--- START OF Information given ---

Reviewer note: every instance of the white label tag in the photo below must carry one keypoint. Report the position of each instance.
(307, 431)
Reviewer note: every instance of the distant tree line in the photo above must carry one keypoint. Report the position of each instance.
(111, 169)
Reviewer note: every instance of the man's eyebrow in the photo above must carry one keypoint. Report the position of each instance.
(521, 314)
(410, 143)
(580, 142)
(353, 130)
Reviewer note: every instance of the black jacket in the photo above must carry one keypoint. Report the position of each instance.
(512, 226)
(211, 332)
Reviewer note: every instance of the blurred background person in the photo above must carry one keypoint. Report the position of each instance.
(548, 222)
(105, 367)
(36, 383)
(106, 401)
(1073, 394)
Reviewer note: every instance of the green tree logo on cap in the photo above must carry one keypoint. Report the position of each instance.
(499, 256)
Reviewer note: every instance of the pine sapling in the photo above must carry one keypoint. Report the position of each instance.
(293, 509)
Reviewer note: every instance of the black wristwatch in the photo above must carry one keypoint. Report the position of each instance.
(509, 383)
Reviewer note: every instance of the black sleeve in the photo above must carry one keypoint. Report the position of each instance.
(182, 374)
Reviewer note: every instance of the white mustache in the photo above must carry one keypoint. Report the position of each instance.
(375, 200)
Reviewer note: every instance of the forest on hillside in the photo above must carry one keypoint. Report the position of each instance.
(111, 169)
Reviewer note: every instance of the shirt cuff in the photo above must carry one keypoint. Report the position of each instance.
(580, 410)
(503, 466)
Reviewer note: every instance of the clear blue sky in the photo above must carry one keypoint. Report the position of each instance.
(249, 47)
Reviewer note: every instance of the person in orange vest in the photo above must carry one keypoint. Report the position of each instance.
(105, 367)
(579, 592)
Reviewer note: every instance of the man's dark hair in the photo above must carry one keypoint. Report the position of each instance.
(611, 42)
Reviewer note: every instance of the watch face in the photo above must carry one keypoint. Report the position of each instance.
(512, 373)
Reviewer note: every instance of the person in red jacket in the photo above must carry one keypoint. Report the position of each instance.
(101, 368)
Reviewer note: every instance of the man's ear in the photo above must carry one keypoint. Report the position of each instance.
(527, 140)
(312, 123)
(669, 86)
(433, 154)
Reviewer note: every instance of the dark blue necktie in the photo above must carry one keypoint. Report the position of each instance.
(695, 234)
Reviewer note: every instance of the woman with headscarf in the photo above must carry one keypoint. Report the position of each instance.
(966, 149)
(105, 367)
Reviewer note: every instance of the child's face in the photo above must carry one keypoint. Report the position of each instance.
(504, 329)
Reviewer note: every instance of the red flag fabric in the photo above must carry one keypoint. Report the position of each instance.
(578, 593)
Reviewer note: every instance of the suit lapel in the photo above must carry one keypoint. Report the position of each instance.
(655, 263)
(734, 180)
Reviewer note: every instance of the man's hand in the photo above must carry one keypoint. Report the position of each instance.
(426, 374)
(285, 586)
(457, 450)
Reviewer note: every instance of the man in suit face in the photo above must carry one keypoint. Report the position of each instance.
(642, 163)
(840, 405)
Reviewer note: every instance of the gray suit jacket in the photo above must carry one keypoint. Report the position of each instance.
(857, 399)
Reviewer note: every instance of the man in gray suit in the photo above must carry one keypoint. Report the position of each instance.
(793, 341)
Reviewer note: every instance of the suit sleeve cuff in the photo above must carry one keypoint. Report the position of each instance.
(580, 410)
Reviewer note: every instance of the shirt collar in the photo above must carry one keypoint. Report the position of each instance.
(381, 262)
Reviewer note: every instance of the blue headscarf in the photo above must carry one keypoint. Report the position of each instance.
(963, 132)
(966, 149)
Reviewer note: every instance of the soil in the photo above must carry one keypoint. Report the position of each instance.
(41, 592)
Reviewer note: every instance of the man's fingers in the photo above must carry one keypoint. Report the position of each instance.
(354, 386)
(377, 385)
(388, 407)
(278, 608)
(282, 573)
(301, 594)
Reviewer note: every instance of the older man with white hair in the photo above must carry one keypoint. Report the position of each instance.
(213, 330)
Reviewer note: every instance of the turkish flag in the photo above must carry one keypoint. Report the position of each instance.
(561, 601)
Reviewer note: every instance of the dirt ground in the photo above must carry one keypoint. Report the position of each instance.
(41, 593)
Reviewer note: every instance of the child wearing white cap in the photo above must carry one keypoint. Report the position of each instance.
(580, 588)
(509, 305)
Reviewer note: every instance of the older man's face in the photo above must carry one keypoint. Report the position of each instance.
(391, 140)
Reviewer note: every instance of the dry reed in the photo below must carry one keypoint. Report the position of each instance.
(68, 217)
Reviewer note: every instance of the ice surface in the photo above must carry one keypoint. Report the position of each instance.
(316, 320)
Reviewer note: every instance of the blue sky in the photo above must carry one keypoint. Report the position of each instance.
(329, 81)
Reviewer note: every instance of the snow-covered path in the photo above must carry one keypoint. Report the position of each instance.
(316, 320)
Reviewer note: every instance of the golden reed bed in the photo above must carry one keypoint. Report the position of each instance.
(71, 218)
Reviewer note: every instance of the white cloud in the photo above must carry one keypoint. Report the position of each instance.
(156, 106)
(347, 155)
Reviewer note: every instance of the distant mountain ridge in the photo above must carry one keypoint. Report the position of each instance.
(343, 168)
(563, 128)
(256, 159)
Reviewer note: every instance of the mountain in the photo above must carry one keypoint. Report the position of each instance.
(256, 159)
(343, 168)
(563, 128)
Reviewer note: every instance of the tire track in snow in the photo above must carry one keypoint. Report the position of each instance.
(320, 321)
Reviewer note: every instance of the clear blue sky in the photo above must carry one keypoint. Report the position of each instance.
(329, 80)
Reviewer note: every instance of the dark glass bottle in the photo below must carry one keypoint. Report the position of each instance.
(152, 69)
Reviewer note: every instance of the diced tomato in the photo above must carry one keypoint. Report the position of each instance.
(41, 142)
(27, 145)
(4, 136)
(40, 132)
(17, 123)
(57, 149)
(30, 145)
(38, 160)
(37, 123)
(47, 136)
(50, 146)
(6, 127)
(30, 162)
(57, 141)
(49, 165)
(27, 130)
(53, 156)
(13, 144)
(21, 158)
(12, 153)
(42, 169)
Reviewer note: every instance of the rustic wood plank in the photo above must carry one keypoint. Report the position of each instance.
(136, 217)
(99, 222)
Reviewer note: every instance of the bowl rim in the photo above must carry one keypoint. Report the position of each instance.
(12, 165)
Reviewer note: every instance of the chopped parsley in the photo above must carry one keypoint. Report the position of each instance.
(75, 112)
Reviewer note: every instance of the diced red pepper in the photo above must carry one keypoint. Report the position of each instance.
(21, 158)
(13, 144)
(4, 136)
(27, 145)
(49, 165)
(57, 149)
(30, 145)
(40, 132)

--- END OF Information given ---

▸ **Goal of the exercise**
Recast every item above as a two-column CSV with the headers note and points, one row per item. Put the item's text under note and its answer under points, quoting each field and turning line breaks into spaces.

▸ **Full response**
note,points
"Reviewer note: every instance of the white label tag in the photo below must carry one keypoint. Report the position of each instance.","(307, 431)"
"Reviewer note: every instance of the distant tree line in the photo above must carry one keypoint. Report the position of each instance.","(111, 169)"
"Reviewer note: every instance of the man's eyebrow in the photo above must carry one keypoint. Report the position of each instance.","(521, 314) (410, 143) (580, 142) (353, 130)"
"Reviewer note: every instance of the black jacket in the photo above must carry one keypoint. Report the position of each instance.","(512, 226) (211, 332)"
"Reviewer note: every instance of the blurred background person in the photo above must carry one keypoint. Report the position of each instance.","(548, 222) (105, 367) (36, 383) (106, 401) (1073, 394)"
"Reviewer note: every instance of the green tree logo on cap in the photo above must carry one keypoint. Report the position of each instance.","(499, 256)"
"Reviewer note: every instance of the pine sapling in the photo above must carry one keypoint. Report the position of each instance.","(293, 509)"
"Reviewer note: every instance of the black wristwatch in the photo above must carry one keypoint. Report the position of each instance.","(509, 383)"
"Reviewer note: every instance of the black sleeve in the photo above must carry one keypoint. Report the position of each instance.","(182, 374)"
"Reviewer note: every instance of the white mustache in the photo above must carry one keypoint. Report the position of each instance.","(375, 200)"
"Reviewer note: every instance of the forest on hillside in the photo above must carry one keypoint. Report the position of each instance.","(111, 169)"
"Reviewer note: every instance of the shirt cuff in the photo above must carry one keypoint. Report the position of each instance.","(580, 410) (503, 466)"
"Reviewer note: every instance of the clear blue sky in the photo above must carry one keypoint. Report the position of each instance.","(249, 47)"
"Reviewer note: every instance of the person in orange vest in the photo above must carry one keypoint. Report the position of each instance.","(105, 367) (579, 592)"
"Reviewer note: every instance of the man's dark hair in the photo above must carry one keypoint. Report the position of each instance.","(611, 42)"
"Reviewer note: every instance of the watch face in the photo above must carry one keypoint. Report the position of each instance.","(512, 373)"
"Reviewer note: every instance of the person in red jacket in the photo above must carry one keypoint. Report the position of each instance.","(101, 368)"
"Reviewer note: every instance of the man's ear in the photo above must carry one keypoint. Report the position of each instance.","(527, 140) (312, 123) (669, 86) (433, 154)"
"Reviewer note: every instance of the dark blue necktie in the photo above must carry one keypoint. Report the position of each instance.","(695, 234)"
"Reviewer note: every instance of the woman with headscarf in the photo above must carry one keypoint. Report the position of each instance.","(966, 149) (105, 367)"
"Reviewer note: every instance of the child's face in the photo above must carry one keypoint. Report the position of each instance.","(504, 329)"
"Reviewer note: every instance of the red flag fabric in the photo above must carry one keypoint. Report the position of each instance.","(578, 593)"
"Reviewer note: every instance of the suit lapel in the photo above must carry one keypoint. Report the position of each instance.","(655, 263) (734, 180)"
"Reviewer note: every instance of the man's hand in the photo above must carry one keypoint. Report the position of each instance.","(426, 374) (285, 586) (457, 450)"
"Reviewer note: every instance of the man in suit face in the photo above must carry one keypoint. Report the position of each instance.","(642, 163) (840, 405)"
"Reviewer note: every instance of the gray suit jacket in the photo above must carry one keypoint. Report the position of each instance.","(857, 399)"
"Reviewer note: every instance of the man in gray suit in the photo above must carry one keypoint. Report the position of each instance.","(793, 341)"
"Reviewer note: every instance of the suit sleeve cuff in the photo above must carry one keypoint. Report the position of each instance.","(580, 410)"
"Reviewer note: every instance of the shirt collar in the photo above must carry one keypoint. Report the position of each instance.","(381, 262)"
"Reviewer note: every instance of the blue headscarf in the photo above must carry one keypoint. Report the position of each instance.","(963, 132) (966, 149)"
"Reviewer note: every instance of the soil in the photo above must carry one keypoint. Report the position of each instance.","(41, 592)"
"Reviewer note: every instance of the man's fingers in the photo above must carry one keypoint. Report the position of each instance.","(354, 386) (377, 385) (388, 407) (278, 608) (282, 573) (301, 594)"
"Reviewer note: every instance of the older man with white hair in the photo above must carry one keypoint. Report the position of each instance.","(213, 330)"
"Reviewer note: every instance of the turkish flag in the photo above must carry one keypoint. Report the position of each instance.","(561, 601)"
"Reviewer note: every instance of the dirt ground in the photo above must carry one keypoint. Report the position of each instance.","(41, 593)"
"Reviewer note: every instance of the child wearing white cap in the photo above must carry one keypoint. Report the position of each instance.","(580, 588) (509, 305)"
"Reviewer note: every instance of the older man's face in the photo above must carry one keypoint. Report the position of each instance.","(391, 140)"
"Reviewer note: every instance of the dry reed in the photo below must carry one keypoint. Report the position of each instance.","(68, 217)"
"Reviewer note: every instance of the ice surface in the photo above must carry one keypoint. Report the position of each instance.","(316, 320)"
"Reviewer note: every instance of the blue sky in the photo above must carry one keypoint. Report the position of each instance.","(329, 81)"
"Reviewer note: every instance of the snow-covered path in the photo above must carry one keypoint. Report the position of each instance.","(316, 320)"
"Reviewer note: every instance of the golden reed bed in the photo above must carry one keypoint. Report the position of each instance.","(71, 218)"
"Reviewer note: every instance of the white cloud in the photo above must carry one keypoint. Report the position of each instance.","(156, 106) (347, 155)"
"Reviewer note: every instance of the distant mountain ridge in the photo above must carry one keypoint. Report the position of each instance.","(343, 168) (563, 128) (256, 159)"
"Reviewer note: every instance of the mountain in the photo above must carry one keypoint. Report the position of each instance.","(256, 159) (343, 168) (563, 128)"
"Reviewer note: every instance of the tire track in snow in the photo above must carry one keypoint. Report the position of each instance.","(320, 321)"
"Reviewer note: every instance of the clear blue sky in the photo above must carry one keypoint. Report the position of each instance.","(329, 80)"
"Reviewer note: every instance of the dark glass bottle in the photo below must carry one keypoint. Report the position of each instance.","(152, 69)"
"Reviewer note: every instance of the diced tomato in the photo above must carry one keypoint. Report the position of each instance.","(41, 142) (27, 145) (4, 136) (40, 132) (17, 123) (57, 149) (30, 145) (38, 160) (37, 123) (47, 136) (50, 146) (6, 127) (30, 162) (57, 141) (49, 165) (27, 130) (53, 156) (13, 144) (21, 158) (12, 153) (42, 169)"
"Reviewer note: every instance of the rustic wood plank in the photo above must carry one keypoint. Report the position of each instance.","(136, 217) (99, 222)"
"Reviewer note: every instance of the bowl rim in the photo above must carry one keypoint. Report the position of each instance.","(12, 165)"
"Reviewer note: every instance of the chopped parsley in the photo above must carry one keypoint. Report the position of each instance.","(75, 112)"
"Reviewer note: every instance of the diced red pepper in the photo above must carry one keypoint. Report the position of each instance.","(21, 158) (13, 144) (4, 136) (27, 145) (49, 165) (57, 149) (30, 145) (40, 132)"